• What is required:
Your copy should match the listing below exactly, except that it holds no images.

--- Data provided Enclosed Below ---

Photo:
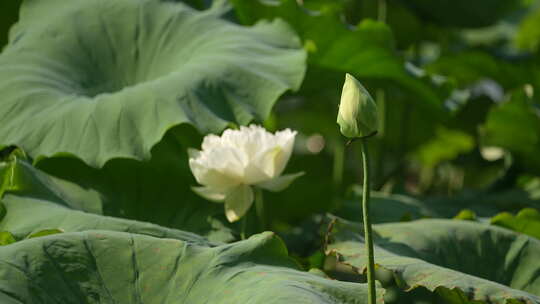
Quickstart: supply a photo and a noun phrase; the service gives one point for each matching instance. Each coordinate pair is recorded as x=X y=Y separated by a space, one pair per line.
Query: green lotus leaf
x=8 y=16
x=114 y=267
x=107 y=79
x=465 y=262
x=156 y=191
x=526 y=221
x=37 y=201
x=18 y=177
x=26 y=216
x=366 y=50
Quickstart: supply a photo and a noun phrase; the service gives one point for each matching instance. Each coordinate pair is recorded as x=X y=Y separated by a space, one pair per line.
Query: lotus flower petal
x=228 y=165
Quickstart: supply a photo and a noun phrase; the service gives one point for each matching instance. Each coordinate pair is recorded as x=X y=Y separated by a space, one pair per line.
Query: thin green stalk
x=367 y=224
x=243 y=228
x=381 y=12
x=259 y=205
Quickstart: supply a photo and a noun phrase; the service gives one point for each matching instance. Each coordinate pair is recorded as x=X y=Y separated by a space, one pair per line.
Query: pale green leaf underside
x=460 y=259
x=103 y=79
x=37 y=201
x=114 y=267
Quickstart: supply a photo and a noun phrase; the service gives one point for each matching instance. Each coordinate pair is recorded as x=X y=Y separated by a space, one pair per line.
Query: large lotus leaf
x=19 y=178
x=528 y=36
x=463 y=261
x=162 y=197
x=366 y=50
x=109 y=78
x=115 y=267
x=156 y=191
x=463 y=13
x=526 y=221
x=25 y=216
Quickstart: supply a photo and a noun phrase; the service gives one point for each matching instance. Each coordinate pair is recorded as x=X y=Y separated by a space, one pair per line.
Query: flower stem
x=243 y=229
x=259 y=205
x=367 y=224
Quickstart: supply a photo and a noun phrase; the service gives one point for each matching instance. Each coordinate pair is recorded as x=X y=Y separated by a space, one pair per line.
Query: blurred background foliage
x=457 y=87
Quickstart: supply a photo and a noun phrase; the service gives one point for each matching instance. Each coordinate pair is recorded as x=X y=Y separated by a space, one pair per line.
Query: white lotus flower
x=231 y=164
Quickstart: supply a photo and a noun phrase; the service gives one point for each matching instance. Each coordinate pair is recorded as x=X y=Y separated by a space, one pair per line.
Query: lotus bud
x=357 y=115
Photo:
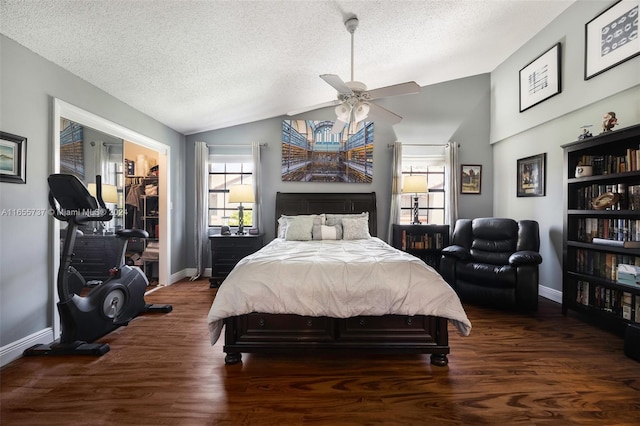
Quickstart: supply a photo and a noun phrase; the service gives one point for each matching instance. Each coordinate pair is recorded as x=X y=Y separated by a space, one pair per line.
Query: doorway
x=63 y=110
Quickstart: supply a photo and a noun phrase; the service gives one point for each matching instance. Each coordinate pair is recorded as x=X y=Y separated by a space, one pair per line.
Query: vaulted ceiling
x=198 y=65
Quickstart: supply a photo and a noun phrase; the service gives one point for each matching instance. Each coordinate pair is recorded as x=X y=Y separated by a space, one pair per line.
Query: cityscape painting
x=311 y=153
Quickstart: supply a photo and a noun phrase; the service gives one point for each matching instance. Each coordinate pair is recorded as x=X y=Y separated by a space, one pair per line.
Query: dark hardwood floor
x=532 y=369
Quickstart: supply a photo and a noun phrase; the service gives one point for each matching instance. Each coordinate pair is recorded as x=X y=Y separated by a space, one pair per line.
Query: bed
x=381 y=300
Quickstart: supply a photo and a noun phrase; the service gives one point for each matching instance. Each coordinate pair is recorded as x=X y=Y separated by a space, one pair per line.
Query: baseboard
x=192 y=271
x=550 y=293
x=14 y=350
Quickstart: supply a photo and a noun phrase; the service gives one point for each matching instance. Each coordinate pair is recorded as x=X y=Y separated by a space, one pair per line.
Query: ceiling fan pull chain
x=352 y=37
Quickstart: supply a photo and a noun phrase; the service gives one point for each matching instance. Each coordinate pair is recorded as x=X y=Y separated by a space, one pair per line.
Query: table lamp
x=241 y=194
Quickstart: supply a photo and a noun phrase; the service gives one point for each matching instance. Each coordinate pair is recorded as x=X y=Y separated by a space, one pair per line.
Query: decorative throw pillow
x=336 y=219
x=355 y=229
x=284 y=221
x=299 y=228
x=326 y=232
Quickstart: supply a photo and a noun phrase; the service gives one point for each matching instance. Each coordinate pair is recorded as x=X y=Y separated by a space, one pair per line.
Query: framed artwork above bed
x=311 y=153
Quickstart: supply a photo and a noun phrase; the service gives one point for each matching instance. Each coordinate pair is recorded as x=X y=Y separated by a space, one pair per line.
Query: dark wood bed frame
x=285 y=333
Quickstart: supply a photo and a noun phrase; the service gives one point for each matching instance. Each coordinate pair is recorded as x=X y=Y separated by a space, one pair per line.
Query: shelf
x=590 y=270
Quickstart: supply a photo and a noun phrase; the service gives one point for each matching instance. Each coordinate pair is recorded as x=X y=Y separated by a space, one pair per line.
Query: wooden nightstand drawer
x=228 y=250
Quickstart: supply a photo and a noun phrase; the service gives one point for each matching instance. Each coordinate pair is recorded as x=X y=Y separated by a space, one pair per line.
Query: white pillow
x=326 y=232
x=299 y=229
x=355 y=229
x=284 y=220
x=336 y=219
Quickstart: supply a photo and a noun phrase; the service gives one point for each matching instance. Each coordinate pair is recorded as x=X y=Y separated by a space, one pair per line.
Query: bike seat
x=132 y=233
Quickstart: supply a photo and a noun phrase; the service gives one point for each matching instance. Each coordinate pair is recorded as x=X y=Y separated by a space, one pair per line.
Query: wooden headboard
x=294 y=203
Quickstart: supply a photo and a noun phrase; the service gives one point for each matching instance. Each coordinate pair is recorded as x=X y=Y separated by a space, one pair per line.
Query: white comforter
x=338 y=279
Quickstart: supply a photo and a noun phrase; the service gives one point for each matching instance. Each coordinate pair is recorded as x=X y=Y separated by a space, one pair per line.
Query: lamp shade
x=241 y=194
x=109 y=192
x=414 y=184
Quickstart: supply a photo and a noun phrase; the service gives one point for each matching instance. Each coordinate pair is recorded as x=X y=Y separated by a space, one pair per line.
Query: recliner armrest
x=458 y=252
x=526 y=257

--- End of Enclosed Data provided ---

• Result of this task:
Photo:
Quickstart: supply a photo and a noun phrase; the service gives one point for each matching instance. Each coordinate pair is recorded as x=X y=Y separated by a space, one pair per line.
Query: green lotus leaf
x=8 y=16
x=114 y=267
x=107 y=79
x=465 y=262
x=156 y=191
x=526 y=221
x=37 y=201
x=18 y=177
x=26 y=216
x=366 y=50
Quickstart: supply a photo and a noun phrase; the service gives one point for each matching instance. Each coordinate pair is recorded as x=X y=Y separated by a space, one pair per line.
Query: lotus flower petal
x=228 y=165
Quickstart: supply a photo and a noun phrase; the service gives one point for each matching instance. Each coordinate pair is recorded as x=X y=Y separated by a space, one pair per line.
Query: thin green stalk
x=367 y=224
x=243 y=228
x=381 y=12
x=259 y=205
Quickstart: supply a photo and a noun phrase; the service gives one point for each matching instance. Each coordinate pair is recorded as x=X y=Y separated by a space, one pair per line.
Query: pale green leaf underside
x=460 y=259
x=103 y=79
x=37 y=201
x=114 y=267
Quickstart: supply a photo and a noun phrase; the service gives one point for each matching instance. Each coordinate pair is recorded as x=X y=Y separated by a space, one pair per line.
Query: large lotus leaf
x=19 y=178
x=528 y=36
x=463 y=261
x=162 y=197
x=366 y=50
x=109 y=78
x=115 y=267
x=156 y=191
x=463 y=13
x=526 y=221
x=25 y=216
Quickstart: supply a photo and a noun phrase; the service gives one point for each matching instance. Each coordinate pair is recorded as x=X y=Y separated by a space, one pair per line.
Query: flower stem
x=243 y=229
x=259 y=205
x=367 y=224
Quickstart: supply a photo and a noun phrase; the service gives one point for each matching instance. Each coordinate pair is recorded as x=X y=Y separated by a space, one pair per line.
Query: blurred background foliage
x=457 y=87
Quickstart: supply a photo and a noun phrase; the service gives one point for each matching instance. Each coordinate pair is recorded as x=X y=Y separated by a space, one pair per line.
Query: white lotus flower
x=231 y=164
Quickstart: supply a photo and a noun phrase; the service gives one point for each matching instance. Each coordinate pair is recorded as x=X y=Y separated by a space, one pair per line.
Query: lotus bud
x=357 y=115
Photo:
Quickstart: supply a photo and a noun phrase; the service gives one point for each matching instance. Each coordinate pair is recorded as x=X y=Y separated by a space, one pair per line.
Query: doorway
x=63 y=110
Quickstart: supply a photo and a noun phrase; the service gives one point for each matching instance. Each coordinate pair is recorded as x=X y=Y separated by a space, one pair per line.
Query: vaulted ceiling
x=198 y=65
Quickstart: supply a photo and a noun phrase; the service gives one point for each matching instance. Each coordinate pair is recorded as x=X y=Y separated by a space, one pair per line.
Query: cityscape painting
x=311 y=153
Quickstart: supply a photo and a noun phrase; the service gives one point for each matching instance. Each coordinate pair is recorded as x=X y=Y separated by a space, one pair per line.
Query: dark hardwood floor
x=532 y=369
Quickstart: supply a photo and a noun phrase; the service gives one point for each matching instance. Each coordinate pair is recorded as x=X y=Y separated by a space, one pair per line.
Query: bed
x=381 y=300
Quickstart: supply a photo and a noun phrase; the service gives one point for each matching instance. Each coordinate pair is recorded as x=X y=Y separated by a space, one pair per line.
Query: baseboard
x=192 y=271
x=550 y=293
x=14 y=350
Quickstart: supply a photo and a noun phrase; the service gives one point for each matching instance. Each coordinate pair is recorded as x=X y=Y separated by a space, one pair per line.
Query: ceiling fan pull chain
x=352 y=37
Quickstart: supply a photo and a noun phrase; the service gives one point for each matching instance. Each coordinate pair is recorded as x=X y=Y separated by a space, one pair per line.
Query: table lamp
x=241 y=194
Quickstart: supply a photo and a noun phrase; the service gives one point for each matching instance. Each coordinate pair is recorded as x=X y=Y separated by a space, one pair per line.
Query: decorative throw pillow
x=336 y=219
x=355 y=229
x=284 y=221
x=299 y=228
x=326 y=232
Quickstart: supply a photo and a noun phrase; the service gives one point for each matching instance. Each coordinate pair is recorded as x=X y=Y separated by a space, one pair per line.
Query: framed artwork above bed
x=311 y=153
Quickstart: supply a photo and a noun phrase; the service gives one point for each matching instance. Each coordinate pair is recorded as x=X y=Y separated by a space, one pair per line.
Query: dark wood bed frame
x=285 y=333
Quickstart: supply a photo and a noun phrase; the service gives one point for each matching instance. Each coordinate pair is recorded as x=X y=Y separated by a space, one pair per line.
Query: shelf
x=590 y=270
Quickstart: supply a photo and a noun phrase; the service gives one point for each matching instance. Each coordinate pair is recorded as x=X y=Y separated by a space, one pair per line.
Query: wooden nightstand drawer
x=228 y=250
Quickstart: supply a photo and a noun phrase; the service gives one point for each matching instance. Each coordinate pair is recorded as x=X y=Y separated by a space, one pair per line.
Query: white pillow
x=326 y=232
x=299 y=229
x=355 y=229
x=284 y=220
x=336 y=219
Quickstart: supply a photo and a noun phrase; the service gives one point for each matching instance. Each coordinate pair is recorded as x=X y=Y separated by a space, one pair per line.
Query: bike seat
x=132 y=233
Quickstart: supply a photo and a noun phrase; the service gives one point for each matching instance. Each coordinate pair is recorded as x=X y=Y separated by a space, one pair per line.
Query: wooden headboard
x=294 y=203
Quickstart: supply a photo and a noun phrase; the service gives one point for each matching instance. Each coordinate pair is recorded as x=X y=Y separated by a space, one pair per line.
Query: white comforter
x=338 y=279
Quickstart: supply a photo and a noun phrase; the service gives one point for each matching instance. Each coordinate pair is recorded as x=X y=Y separated by a space, one pair per line.
Query: lamp shade
x=241 y=194
x=109 y=192
x=414 y=184
Quickstart: supply a photo and a noun phrase; the service gives one point for each matching instance. Each coordinate pair is recorded as x=X y=Y separated by a space, one pair per line.
Query: recliner armrest
x=458 y=252
x=526 y=257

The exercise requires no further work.